(Excerpt to read begins)
Mutational patterns derived from the livers of AFB1-treated mice 10 wk after carcinogen administration. Spectra from four biological replicates are shown to demonstrate the reproducibility of the method. The yellow stripe highlights the G:C→T:A hotspot in the 5′-CGC-3′ context. The underlined G is the position of the mutation. Averaged data are shown in the bottom spectrum, along with error bars denoting SD. Avg., average.
Fig. S4.
Fig. S4.
Distribution of CGC→CTC mutations in the 6.4-kb target sequence observed at 10 wk for each of the individual mice treated with AFB1. The numbers 1642, 1643, 1644, and 8114 denote individual mice. The areas marked as gpt, cat, and ColE1 represent features of the EG10 fragment and are highlighted only for orientation purposes. The red bars indicate the position where a CGC→CTC mutation was observed. The areas marked as gpt, cat, and ColE1 represent the locations of the corresponding genes within the 6.4-kb EG10 fragment for orientation purposes.
(Excerpt to read ends)
(Data records begins)
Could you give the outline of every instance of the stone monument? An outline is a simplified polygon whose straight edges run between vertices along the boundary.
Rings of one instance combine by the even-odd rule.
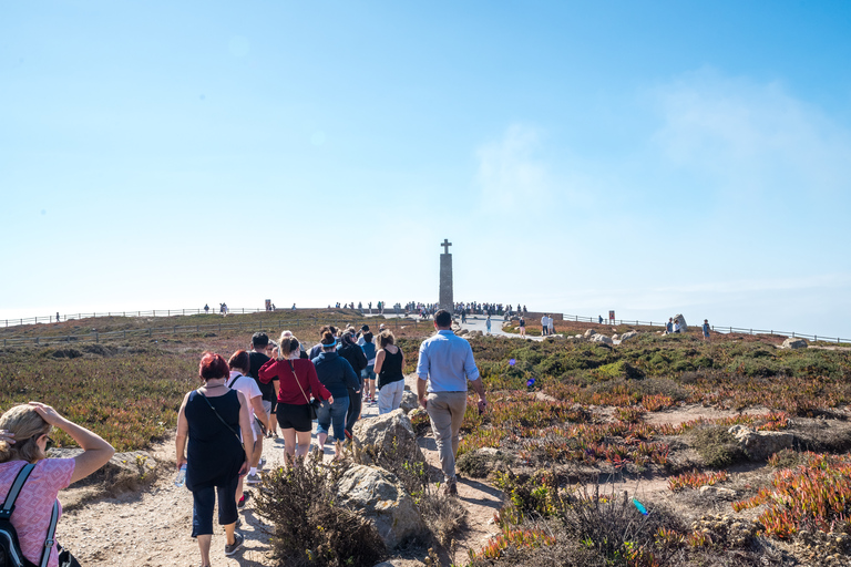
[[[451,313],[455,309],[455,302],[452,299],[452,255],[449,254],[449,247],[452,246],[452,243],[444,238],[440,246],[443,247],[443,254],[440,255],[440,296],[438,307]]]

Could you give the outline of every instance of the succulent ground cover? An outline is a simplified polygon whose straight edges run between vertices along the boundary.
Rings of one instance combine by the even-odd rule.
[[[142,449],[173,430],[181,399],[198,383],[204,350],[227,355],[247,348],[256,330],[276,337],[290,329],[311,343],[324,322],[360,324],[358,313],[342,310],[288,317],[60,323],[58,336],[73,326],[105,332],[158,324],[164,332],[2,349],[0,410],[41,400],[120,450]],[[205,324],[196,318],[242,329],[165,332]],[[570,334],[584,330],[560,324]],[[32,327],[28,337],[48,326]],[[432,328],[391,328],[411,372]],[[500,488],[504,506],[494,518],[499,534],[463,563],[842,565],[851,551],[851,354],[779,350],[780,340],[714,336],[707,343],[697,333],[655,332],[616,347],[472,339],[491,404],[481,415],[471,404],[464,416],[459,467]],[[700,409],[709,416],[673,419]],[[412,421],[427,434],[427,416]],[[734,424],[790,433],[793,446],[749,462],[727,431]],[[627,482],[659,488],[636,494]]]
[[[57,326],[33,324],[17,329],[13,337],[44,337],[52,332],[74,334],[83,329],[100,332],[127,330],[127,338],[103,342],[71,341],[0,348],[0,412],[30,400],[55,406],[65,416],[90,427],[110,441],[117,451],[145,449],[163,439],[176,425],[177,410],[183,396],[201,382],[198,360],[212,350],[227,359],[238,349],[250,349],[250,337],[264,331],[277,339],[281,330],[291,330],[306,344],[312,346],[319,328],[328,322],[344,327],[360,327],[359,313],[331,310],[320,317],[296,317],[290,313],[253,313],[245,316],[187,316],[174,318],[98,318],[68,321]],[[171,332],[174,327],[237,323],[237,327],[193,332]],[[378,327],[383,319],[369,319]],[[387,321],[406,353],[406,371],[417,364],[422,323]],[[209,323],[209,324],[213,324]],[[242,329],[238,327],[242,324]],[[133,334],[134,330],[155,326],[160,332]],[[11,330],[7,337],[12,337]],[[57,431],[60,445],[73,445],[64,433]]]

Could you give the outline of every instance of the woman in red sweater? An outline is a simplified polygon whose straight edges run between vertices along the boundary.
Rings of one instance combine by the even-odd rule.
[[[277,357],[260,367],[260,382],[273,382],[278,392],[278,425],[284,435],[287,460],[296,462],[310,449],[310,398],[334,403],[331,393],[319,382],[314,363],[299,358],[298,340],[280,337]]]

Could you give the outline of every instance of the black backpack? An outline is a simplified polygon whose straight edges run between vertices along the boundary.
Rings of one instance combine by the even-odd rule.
(Data records ends)
■ **Work order 1**
Echo the mutation captions word for word, starting at "Distribution of CGC→CTC" and ending at "fragment for orientation purposes.".
■ **Work order 2**
Do these statements agree with the mutation captions? Answer yes or no for each, quoting the deciding words. (a) Spectra from four biological replicates are shown. (b) The yellow stripe marks the positions where CGC→CTC mutations were observed in the target sequence. (c) The target sequence is 6.4 kb long.
None of this work depends on the stored items.

■ **Result 1**
Distribution of CGC→CTC mutations in the 6.4-kb target sequence observed at 10 wk for each of the individual mice treated with AFB1. The numbers 1642, 1643, 1644, and 8114 denote individual mice. The areas marked as gpt, cat, and ColE1 represent features of the EG10 fragment and are highlighted only for orientation purposes. The red bars indicate the position where a CGC→CTC mutation was observed. The areas marked as gpt, cat, and ColE1 represent the locations of the corresponding genes within the 6.4-kb EG10 fragment for orientation purposes.

■ **Result 2**
(a) Yes: "Spectra from four biological replicates are shown to demonstrate the reproducibility of the method."
(b) No: "The red bars indicate the position where a CGC→CTC mutation was observed."
(c) Yes: "Distribution of CGC→CTC mutations in the 6.4-kb target sequence"